• [Objective]: Reproduce only the lines that run from the line with "One point belongs to every instance of the grey" to the last line of the material, both ends included, exactly as they appear.

── Dataset records ──

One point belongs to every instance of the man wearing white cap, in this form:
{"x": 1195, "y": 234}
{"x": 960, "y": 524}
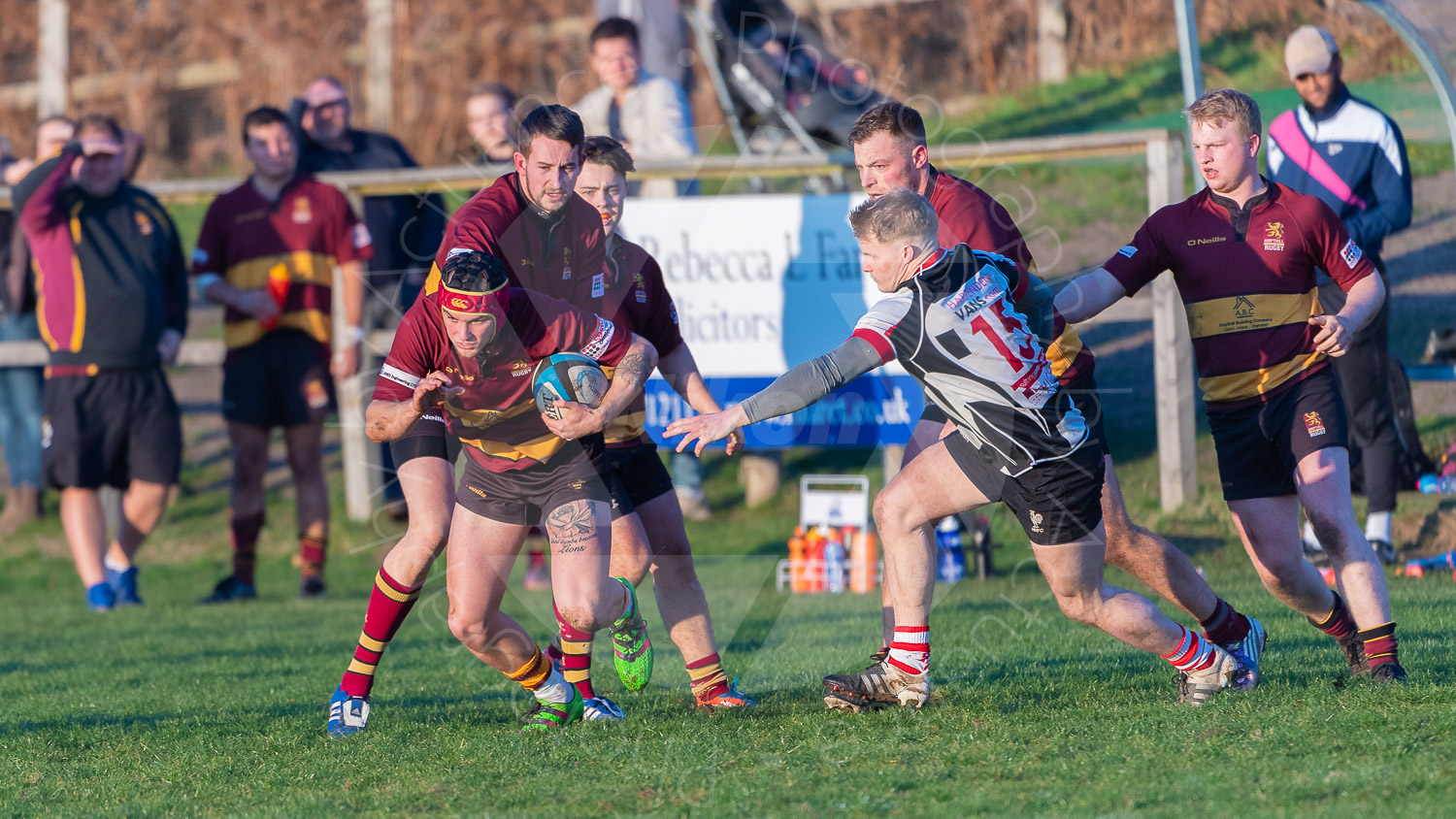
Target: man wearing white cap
{"x": 1351, "y": 156}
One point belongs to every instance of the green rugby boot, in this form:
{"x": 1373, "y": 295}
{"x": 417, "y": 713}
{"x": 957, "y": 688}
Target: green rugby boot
{"x": 631, "y": 647}
{"x": 555, "y": 716}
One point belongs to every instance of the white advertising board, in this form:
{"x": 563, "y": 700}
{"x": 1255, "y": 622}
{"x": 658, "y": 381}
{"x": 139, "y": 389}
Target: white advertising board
{"x": 762, "y": 282}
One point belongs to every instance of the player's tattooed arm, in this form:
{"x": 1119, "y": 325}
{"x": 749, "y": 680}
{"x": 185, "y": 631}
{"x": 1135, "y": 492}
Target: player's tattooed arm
{"x": 631, "y": 375}
{"x": 571, "y": 527}
{"x": 797, "y": 389}
{"x": 579, "y": 420}
{"x": 389, "y": 420}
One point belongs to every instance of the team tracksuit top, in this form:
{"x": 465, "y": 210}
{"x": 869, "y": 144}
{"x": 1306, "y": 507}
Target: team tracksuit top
{"x": 110, "y": 271}
{"x": 1353, "y": 159}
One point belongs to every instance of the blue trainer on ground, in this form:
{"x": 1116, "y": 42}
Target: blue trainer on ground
{"x": 347, "y": 714}
{"x": 124, "y": 583}
{"x": 101, "y": 598}
{"x": 1248, "y": 652}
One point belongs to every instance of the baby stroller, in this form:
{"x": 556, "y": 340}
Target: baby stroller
{"x": 778, "y": 81}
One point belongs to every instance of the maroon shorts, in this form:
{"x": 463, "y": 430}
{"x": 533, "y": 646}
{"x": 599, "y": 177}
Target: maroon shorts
{"x": 524, "y": 496}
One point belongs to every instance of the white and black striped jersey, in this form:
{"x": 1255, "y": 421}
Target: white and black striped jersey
{"x": 954, "y": 328}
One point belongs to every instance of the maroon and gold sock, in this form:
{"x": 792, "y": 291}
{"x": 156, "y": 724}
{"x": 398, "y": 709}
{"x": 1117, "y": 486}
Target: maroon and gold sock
{"x": 387, "y": 606}
{"x": 533, "y": 672}
{"x": 311, "y": 554}
{"x": 707, "y": 676}
{"x": 1225, "y": 626}
{"x": 576, "y": 655}
{"x": 1339, "y": 623}
{"x": 245, "y": 544}
{"x": 1380, "y": 644}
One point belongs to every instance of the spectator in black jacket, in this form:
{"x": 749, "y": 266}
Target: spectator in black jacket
{"x": 20, "y": 386}
{"x": 113, "y": 297}
{"x": 407, "y": 229}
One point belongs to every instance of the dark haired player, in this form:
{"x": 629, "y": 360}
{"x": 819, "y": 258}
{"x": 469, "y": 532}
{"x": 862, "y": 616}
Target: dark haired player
{"x": 111, "y": 305}
{"x": 469, "y": 349}
{"x": 1243, "y": 253}
{"x": 646, "y": 521}
{"x": 541, "y": 236}
{"x": 267, "y": 253}
{"x": 1021, "y": 440}
{"x": 891, "y": 153}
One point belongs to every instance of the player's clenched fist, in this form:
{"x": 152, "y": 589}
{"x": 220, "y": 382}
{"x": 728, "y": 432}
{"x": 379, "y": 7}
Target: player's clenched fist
{"x": 1333, "y": 337}
{"x": 434, "y": 390}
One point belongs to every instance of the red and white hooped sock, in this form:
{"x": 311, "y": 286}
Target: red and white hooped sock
{"x": 910, "y": 649}
{"x": 1193, "y": 652}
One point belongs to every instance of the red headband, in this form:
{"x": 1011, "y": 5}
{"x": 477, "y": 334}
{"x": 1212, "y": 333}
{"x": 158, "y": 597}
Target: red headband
{"x": 474, "y": 303}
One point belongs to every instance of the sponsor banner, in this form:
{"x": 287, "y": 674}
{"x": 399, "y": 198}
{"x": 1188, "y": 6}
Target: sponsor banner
{"x": 873, "y": 410}
{"x": 759, "y": 282}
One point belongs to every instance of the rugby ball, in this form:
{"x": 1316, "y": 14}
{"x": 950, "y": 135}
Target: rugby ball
{"x": 568, "y": 377}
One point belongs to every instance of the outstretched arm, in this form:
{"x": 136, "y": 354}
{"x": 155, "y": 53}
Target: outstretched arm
{"x": 1362, "y": 303}
{"x": 1088, "y": 296}
{"x": 789, "y": 393}
{"x": 389, "y": 420}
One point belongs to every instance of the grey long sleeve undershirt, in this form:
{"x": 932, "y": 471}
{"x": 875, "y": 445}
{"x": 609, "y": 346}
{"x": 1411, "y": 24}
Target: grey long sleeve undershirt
{"x": 812, "y": 380}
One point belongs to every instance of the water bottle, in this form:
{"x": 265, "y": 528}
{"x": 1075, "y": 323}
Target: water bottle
{"x": 814, "y": 560}
{"x": 835, "y": 563}
{"x": 1439, "y": 484}
{"x": 797, "y": 560}
{"x": 949, "y": 554}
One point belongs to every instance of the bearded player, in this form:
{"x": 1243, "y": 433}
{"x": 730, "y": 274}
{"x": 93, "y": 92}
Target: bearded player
{"x": 891, "y": 153}
{"x": 646, "y": 521}
{"x": 538, "y": 235}
{"x": 469, "y": 349}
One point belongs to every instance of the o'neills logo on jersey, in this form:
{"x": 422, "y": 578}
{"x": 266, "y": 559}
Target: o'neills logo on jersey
{"x": 1313, "y": 425}
{"x": 1274, "y": 236}
{"x": 600, "y": 340}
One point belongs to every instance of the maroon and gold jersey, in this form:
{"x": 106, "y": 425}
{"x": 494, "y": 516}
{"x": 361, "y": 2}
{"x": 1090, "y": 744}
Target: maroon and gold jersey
{"x": 635, "y": 297}
{"x": 1246, "y": 278}
{"x": 288, "y": 247}
{"x": 558, "y": 256}
{"x": 973, "y": 217}
{"x": 495, "y": 417}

───

• [Finished answer]:
One point belongs to every instance of the grey long sleeve undershirt, in this form:
{"x": 932, "y": 471}
{"x": 875, "y": 445}
{"x": 609, "y": 346}
{"x": 1411, "y": 24}
Target: grey long sleeve undershirt
{"x": 812, "y": 380}
One point belongs to every instance of the water bottle, in this form:
{"x": 265, "y": 528}
{"x": 1075, "y": 323}
Target: water bottle
{"x": 814, "y": 560}
{"x": 835, "y": 563}
{"x": 1439, "y": 484}
{"x": 797, "y": 560}
{"x": 949, "y": 554}
One point belongs to every instance of the bearded player, in this form:
{"x": 1243, "y": 433}
{"x": 730, "y": 274}
{"x": 93, "y": 92}
Target: bearded player
{"x": 891, "y": 153}
{"x": 646, "y": 521}
{"x": 538, "y": 235}
{"x": 469, "y": 349}
One point belongs to every instance of the o'neills logo on jersey, in this form:
{"x": 422, "y": 578}
{"x": 266, "y": 559}
Target: o'neills logo on jersey
{"x": 1313, "y": 425}
{"x": 1274, "y": 236}
{"x": 600, "y": 340}
One point belongs to every instance of the maroon and gold jersey, in this form:
{"x": 106, "y": 425}
{"x": 494, "y": 516}
{"x": 361, "y": 2}
{"x": 1090, "y": 744}
Target: maroon and gold jersey
{"x": 635, "y": 297}
{"x": 1246, "y": 278}
{"x": 288, "y": 247}
{"x": 558, "y": 256}
{"x": 973, "y": 217}
{"x": 495, "y": 417}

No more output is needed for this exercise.